##### Excerpt provided
The audit also found that, recorded in the voters' roll, a larger number of people had birthdays in the first half of the month than in the second.
This led the auditors to conclude: "It is not possible at all that the above pattern could have occurred naturally. It is our further submission that the above occurred as a result, and is an undeniable indication, of the fact that the voters' roll was manipulated."
Exactly how the voters' roll or voting at polling booths, monitored by not only the opposition parties themselves but also Commonwealth and South African Development Community observers, might have been manipulated remains unclear.
However, stories are beginning to emerge which could suggest a less than independent electoral commission. The Mail & Guardian knows of at least three instances where claims have been made that the initial count — conducted at the polling stations, in the presence of observers and members of all political parties — was at variance with the IEC's count. In at least two instances, the LCD candidate had already conceded defeat to his BCP opponent before the IEC announced him as the winner.
##########
• **Tasks**
1. Edit the voters' roll audit excerpt. Reproduce it from "The audit also" to "manipulated remains unclear.", changing "auditors" to "investigators".
2. Answer these questions on the voters' roll audit excerpt:
(a) According to the audit, were more people on the voters' roll born in the first half of the month or in the second?
(b) Which observers, besides the opposition parties, monitored voting at the polling booths?
(c) In at least how many instances had the LCD candidate already conceded defeat before the IEC announced him as the winner?
3. Continue the voters' roll audit excerpt after its final sentence.
##### Data under study
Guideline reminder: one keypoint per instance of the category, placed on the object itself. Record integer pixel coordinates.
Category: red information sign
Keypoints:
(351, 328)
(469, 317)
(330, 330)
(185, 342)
##########
##### Data under study
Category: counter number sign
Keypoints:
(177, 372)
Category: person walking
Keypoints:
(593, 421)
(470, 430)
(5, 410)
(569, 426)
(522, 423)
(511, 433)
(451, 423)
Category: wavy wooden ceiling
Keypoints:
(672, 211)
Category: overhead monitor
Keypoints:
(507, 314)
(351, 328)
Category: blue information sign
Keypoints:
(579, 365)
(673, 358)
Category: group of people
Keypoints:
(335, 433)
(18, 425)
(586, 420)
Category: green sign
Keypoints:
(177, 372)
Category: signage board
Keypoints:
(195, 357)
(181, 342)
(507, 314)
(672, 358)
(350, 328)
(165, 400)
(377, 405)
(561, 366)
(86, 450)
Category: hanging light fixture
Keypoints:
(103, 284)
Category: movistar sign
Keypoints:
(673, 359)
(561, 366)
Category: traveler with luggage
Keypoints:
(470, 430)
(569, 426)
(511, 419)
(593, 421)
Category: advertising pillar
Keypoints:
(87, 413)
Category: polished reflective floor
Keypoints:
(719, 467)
##########
##### Data under study
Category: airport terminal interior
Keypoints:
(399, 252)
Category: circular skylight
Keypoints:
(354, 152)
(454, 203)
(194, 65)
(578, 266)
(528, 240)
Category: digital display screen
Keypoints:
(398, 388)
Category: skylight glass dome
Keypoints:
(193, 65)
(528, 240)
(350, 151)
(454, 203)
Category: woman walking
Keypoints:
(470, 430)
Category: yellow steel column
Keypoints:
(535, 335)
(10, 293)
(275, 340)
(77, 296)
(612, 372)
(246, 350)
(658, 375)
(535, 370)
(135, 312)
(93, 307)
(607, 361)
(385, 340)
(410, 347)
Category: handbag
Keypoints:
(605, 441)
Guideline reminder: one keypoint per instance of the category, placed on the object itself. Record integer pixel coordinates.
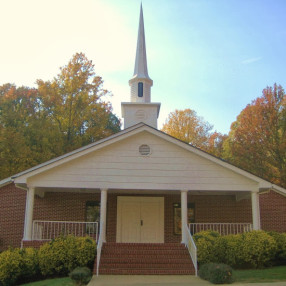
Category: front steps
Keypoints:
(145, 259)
##########
• **Answers by item**
1.
The audit also found that, recorded in the voters' roll, a larger number of people had birthdays in the first half of the month than in the second.
This led the investigators to conclude: "It is not possible at all that the above pattern could have occurred naturally. It is our further submission that the above occurred as a result, and is an undeniable indication, of the fact that the voters' roll was manipulated."
Exactly how the voters' roll or voting at polling booths, monitored by not only the opposition parties themselves but also Commonwealth and South African Development Community observers, might have been manipulated remains unclear.

2.
(a) More were born in the first half of the month.
(b) Commonwealth and South African Development Community observers monitored the voting.
(c) This happened in at least two instances.

3.
But the LCD furiously denies any electoral fraud took place. As the ruling party, it shows no signs of wanting to stand down. A top-level bosberaad on July 24 and 25 considered a series of drastic measures, including banishing Letsie and declaring a national state of emergency, to maintain control of the territory.
Although these plans were apparently abandoned after opposition parties issued a press release in protest, there are other potential threats to the constitutional order. On July 24, while the Cabinet and senior security force officials were locked in the bosberaad, the opposition axis sent a letter to Mosisili asking for an opportunity to address chiefs of the security forces. It is understood they wanted to attempt to forestall conflict between the armed forces and the increasingly angry populace, and partly to prevent a widely rumoured pending military coup.
Mosisili described the request as "presumptuous" and "a distinct attempt to politicise the security forces, to sow dissension among its members and create insecurity and instability in the country". He rejected it outright.
Sources in Lesotho say a potentially devastating conflict, with factions taking arms on behalf of political parties, remains a real possibility. It is also worth recording that, in advance of this week's march on the royal palace, Lesotho's police commissioner gave orders that roadblocks be set up on routes into Maseru.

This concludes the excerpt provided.